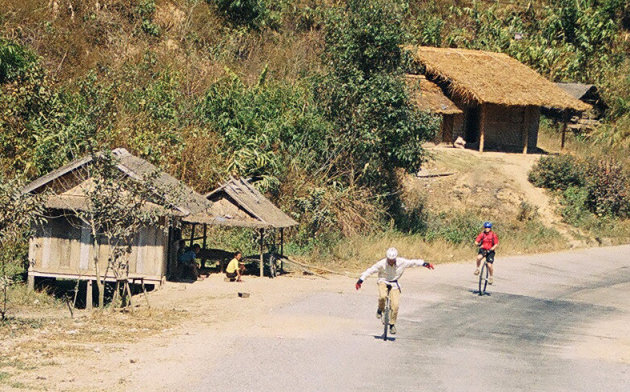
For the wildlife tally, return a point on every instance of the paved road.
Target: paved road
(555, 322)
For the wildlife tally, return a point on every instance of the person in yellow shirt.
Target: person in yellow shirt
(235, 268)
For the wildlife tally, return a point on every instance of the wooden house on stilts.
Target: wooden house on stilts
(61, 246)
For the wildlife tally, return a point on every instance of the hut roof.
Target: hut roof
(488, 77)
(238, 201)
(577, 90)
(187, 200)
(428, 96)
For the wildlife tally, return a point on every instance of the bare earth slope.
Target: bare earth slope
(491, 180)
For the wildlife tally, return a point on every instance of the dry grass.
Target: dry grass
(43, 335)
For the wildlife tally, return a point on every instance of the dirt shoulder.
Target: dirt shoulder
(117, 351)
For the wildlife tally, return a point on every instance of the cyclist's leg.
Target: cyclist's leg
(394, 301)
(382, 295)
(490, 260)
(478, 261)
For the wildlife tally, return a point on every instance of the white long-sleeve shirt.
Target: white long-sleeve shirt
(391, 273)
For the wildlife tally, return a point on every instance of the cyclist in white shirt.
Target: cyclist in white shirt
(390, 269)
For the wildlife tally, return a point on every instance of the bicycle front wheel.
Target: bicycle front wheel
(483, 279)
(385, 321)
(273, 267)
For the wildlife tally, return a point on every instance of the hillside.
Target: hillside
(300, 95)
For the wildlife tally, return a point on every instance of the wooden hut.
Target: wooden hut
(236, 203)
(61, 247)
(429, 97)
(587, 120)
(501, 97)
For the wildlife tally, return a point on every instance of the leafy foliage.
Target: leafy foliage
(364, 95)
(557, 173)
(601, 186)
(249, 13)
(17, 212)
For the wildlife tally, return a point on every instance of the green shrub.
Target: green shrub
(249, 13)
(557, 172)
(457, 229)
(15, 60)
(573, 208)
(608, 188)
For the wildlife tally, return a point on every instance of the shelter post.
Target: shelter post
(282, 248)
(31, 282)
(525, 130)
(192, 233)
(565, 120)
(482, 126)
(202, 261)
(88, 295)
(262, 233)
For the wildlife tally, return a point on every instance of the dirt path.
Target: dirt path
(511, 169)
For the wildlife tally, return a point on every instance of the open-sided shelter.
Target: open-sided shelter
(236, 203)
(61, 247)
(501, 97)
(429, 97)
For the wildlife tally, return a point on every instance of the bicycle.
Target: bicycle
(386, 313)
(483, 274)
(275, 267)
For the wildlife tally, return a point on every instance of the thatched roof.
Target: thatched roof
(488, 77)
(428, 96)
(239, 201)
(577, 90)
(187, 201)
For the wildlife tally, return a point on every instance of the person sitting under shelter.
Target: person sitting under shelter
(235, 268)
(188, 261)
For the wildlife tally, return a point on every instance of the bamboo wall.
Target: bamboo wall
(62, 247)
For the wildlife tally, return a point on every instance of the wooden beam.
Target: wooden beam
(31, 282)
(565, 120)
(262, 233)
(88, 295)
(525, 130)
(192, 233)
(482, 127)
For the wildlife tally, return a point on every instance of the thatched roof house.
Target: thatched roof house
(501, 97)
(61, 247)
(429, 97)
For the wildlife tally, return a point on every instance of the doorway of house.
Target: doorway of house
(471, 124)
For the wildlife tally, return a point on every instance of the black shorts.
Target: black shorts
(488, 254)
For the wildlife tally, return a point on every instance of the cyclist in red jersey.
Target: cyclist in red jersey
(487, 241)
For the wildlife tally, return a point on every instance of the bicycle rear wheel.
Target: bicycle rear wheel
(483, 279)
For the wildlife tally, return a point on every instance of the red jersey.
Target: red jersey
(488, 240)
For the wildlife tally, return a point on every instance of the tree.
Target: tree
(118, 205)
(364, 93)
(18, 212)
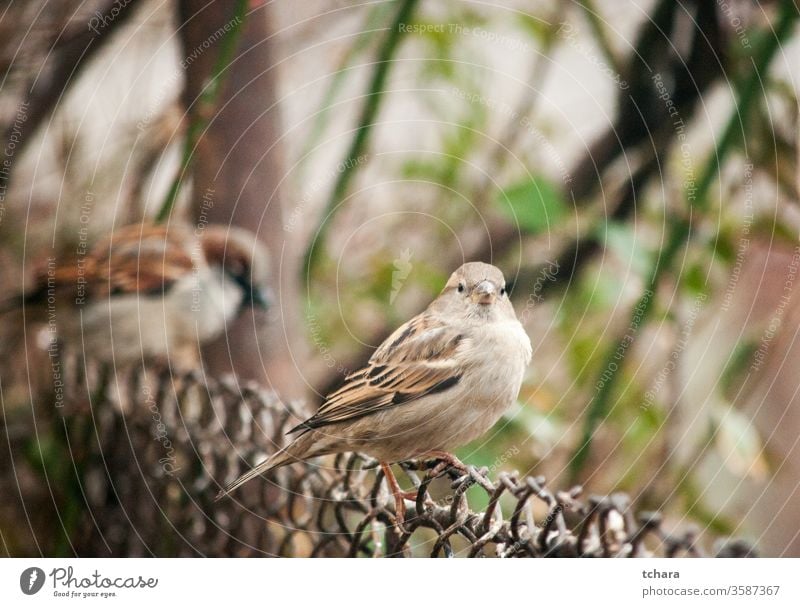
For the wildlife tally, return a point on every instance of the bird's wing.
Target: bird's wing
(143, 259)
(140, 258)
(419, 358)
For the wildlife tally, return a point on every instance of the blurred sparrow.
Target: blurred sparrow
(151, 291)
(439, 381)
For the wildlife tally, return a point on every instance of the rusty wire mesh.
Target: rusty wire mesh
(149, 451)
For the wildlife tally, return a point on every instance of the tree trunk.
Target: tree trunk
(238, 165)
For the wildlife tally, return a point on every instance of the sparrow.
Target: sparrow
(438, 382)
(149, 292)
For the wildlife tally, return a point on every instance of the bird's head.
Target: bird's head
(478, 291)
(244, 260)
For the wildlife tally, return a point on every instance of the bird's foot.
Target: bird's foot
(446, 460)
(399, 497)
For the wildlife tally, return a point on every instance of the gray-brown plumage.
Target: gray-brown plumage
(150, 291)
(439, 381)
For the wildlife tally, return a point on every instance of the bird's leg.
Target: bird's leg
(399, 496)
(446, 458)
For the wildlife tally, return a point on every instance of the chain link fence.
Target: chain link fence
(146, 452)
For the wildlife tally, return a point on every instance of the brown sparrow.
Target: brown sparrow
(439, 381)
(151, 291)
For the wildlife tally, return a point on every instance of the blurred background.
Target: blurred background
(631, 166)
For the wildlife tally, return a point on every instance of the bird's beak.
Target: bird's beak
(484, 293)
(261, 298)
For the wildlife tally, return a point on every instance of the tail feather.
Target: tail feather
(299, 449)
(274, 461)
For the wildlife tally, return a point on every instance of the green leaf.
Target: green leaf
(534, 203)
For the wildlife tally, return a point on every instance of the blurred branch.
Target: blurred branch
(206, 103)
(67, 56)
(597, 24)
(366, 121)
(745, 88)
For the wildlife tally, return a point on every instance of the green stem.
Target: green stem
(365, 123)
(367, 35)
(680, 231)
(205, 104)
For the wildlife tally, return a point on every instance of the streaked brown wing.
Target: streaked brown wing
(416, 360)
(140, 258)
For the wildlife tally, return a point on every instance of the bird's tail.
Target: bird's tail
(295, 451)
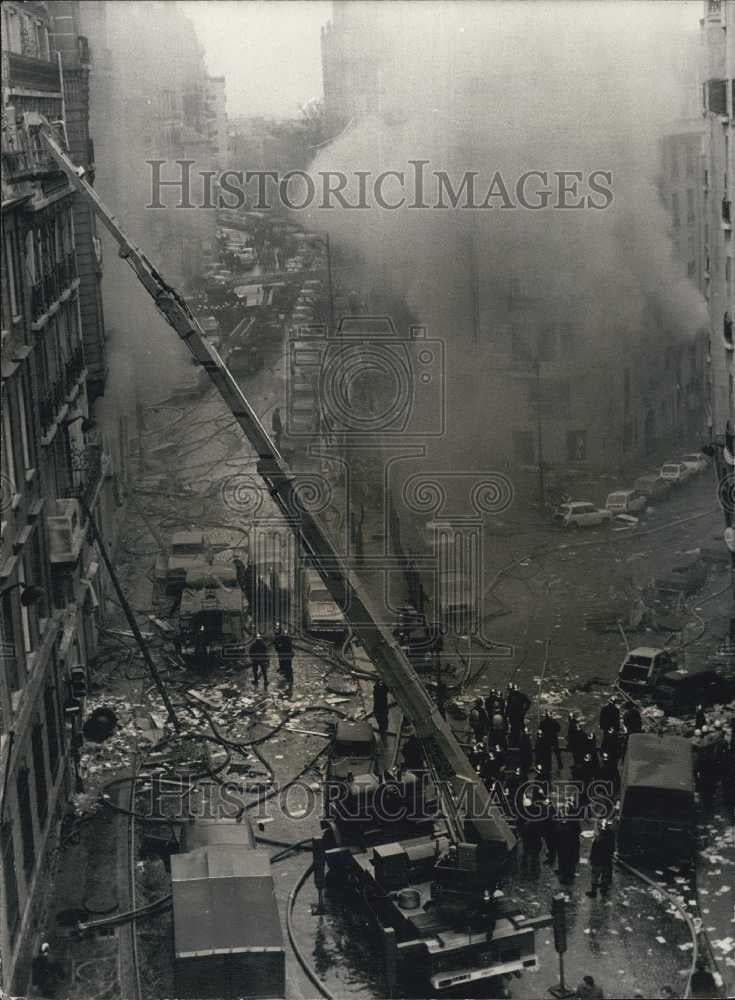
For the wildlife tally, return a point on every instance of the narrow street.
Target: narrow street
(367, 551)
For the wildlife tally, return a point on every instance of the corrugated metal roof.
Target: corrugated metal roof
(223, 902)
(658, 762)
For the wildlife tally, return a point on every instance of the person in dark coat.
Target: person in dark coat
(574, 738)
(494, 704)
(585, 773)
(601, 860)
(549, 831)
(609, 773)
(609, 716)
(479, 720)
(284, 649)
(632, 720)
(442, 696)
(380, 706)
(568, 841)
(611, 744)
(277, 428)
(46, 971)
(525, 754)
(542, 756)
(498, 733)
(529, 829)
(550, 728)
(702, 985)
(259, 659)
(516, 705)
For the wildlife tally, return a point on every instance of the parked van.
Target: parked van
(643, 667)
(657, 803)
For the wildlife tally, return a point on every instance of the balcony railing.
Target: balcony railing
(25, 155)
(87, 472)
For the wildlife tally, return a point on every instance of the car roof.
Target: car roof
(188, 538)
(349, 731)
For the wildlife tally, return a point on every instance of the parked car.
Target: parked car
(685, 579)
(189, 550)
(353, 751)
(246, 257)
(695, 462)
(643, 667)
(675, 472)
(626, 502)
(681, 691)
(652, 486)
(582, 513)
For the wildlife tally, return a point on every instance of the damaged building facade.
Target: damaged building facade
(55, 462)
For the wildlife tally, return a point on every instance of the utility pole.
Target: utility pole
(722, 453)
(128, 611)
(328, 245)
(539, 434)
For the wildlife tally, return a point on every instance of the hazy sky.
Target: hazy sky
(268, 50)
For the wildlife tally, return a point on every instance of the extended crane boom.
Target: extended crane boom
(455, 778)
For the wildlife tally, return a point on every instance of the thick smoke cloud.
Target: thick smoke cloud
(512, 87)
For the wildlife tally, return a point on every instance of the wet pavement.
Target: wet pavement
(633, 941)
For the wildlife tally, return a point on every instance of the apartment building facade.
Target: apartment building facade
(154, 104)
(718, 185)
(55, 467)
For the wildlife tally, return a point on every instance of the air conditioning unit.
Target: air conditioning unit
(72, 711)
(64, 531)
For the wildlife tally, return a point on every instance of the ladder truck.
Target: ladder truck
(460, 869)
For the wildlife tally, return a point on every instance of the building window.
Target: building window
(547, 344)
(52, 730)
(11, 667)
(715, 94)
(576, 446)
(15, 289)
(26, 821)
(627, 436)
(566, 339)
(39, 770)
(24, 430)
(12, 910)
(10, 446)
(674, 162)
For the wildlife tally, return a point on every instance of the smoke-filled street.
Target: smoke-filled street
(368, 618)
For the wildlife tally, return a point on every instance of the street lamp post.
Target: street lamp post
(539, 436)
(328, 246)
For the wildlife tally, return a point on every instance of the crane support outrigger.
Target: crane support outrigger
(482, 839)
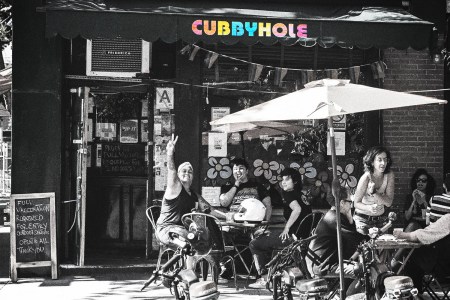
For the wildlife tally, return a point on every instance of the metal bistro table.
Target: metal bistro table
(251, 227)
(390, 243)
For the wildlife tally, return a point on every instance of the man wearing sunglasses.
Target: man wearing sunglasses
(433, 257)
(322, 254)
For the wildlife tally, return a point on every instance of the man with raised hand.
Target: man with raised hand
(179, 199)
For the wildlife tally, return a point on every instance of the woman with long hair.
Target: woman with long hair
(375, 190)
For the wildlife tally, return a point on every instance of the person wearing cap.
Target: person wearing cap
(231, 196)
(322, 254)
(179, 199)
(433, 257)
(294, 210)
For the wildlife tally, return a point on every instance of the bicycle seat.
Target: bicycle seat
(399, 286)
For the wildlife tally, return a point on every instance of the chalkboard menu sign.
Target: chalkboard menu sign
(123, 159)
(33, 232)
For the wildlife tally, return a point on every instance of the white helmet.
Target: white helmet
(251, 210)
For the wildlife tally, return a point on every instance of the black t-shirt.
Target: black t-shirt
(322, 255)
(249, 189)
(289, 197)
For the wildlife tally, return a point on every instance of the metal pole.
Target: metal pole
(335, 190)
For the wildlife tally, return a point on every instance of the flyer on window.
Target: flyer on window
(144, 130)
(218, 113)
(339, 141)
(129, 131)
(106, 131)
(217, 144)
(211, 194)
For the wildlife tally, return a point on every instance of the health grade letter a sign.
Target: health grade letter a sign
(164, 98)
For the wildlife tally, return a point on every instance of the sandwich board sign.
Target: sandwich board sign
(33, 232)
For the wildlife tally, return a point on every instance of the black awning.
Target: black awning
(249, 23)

== YOUR OBJECTIVE ==
Extract, unchanged, the closing run of lines that opens with the line containing "flyer on window." and ends with the last line.

== RESULT ==
For the wildlife tally, return a point on every instance of the flyer on window.
Target: flyer on window
(144, 130)
(218, 113)
(339, 141)
(129, 131)
(106, 131)
(217, 144)
(211, 194)
For the wildlife tally, return a point on every instance of the health grade letter a sign.
Target: health grade letter a sign
(164, 98)
For the wildlife tally, return a point on every instance of the sandwich board sign.
Target: sandwich board sign
(33, 232)
For the wildlife tally, return a point on every instance of the black awning.
Target: black awning
(249, 23)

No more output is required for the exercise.